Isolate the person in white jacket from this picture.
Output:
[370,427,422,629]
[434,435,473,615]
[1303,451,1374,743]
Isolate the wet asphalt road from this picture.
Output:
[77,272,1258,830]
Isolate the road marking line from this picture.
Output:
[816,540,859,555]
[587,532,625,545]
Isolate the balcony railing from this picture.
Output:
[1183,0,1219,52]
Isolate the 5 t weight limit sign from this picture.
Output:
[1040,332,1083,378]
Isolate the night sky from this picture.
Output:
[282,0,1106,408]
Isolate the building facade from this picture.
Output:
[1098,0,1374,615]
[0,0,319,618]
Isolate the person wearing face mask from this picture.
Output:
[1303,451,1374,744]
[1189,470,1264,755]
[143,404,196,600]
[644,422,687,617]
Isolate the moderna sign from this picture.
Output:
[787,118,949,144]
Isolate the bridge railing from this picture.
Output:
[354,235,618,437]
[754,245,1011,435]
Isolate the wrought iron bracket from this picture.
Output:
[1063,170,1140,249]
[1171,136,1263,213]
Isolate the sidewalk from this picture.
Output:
--------------------------------
Print all of the records above again, word for word, keeping every line as it is.

Isolate the person in white jacket from this picture.
Output:
[370,427,422,629]
[434,435,473,615]
[1303,451,1374,743]
Isolate the wet asphalt road from this picture.
Output:
[77,272,1258,830]
Isolate the road marking line from this picture.
Output:
[816,540,859,555]
[587,532,625,545]
Isolate the balcony railing from this picture.
Output:
[1183,0,1219,52]
Isolate the 5 t weight limit sign from this picture.
Output:
[1040,332,1083,378]
Isolate the night sky from this picture.
Output:
[282,0,1106,408]
Isolate the building facade from this picture.
Output:
[1098,0,1374,615]
[0,0,319,618]
Isolate the person wearing face mask from this picture.
Output:
[1303,451,1374,744]
[1189,470,1264,755]
[143,404,196,600]
[644,422,687,617]
Isolate the moderna sign from this picture.
Output:
[787,118,949,144]
Isolate the bridge railing from this picture.
Output:
[354,235,618,437]
[754,245,1011,435]
Isolate the wrought iron bracket from this picture.
Output:
[1063,170,1140,249]
[1171,136,1263,213]
Isolate the sidewalk from this picture.
Output:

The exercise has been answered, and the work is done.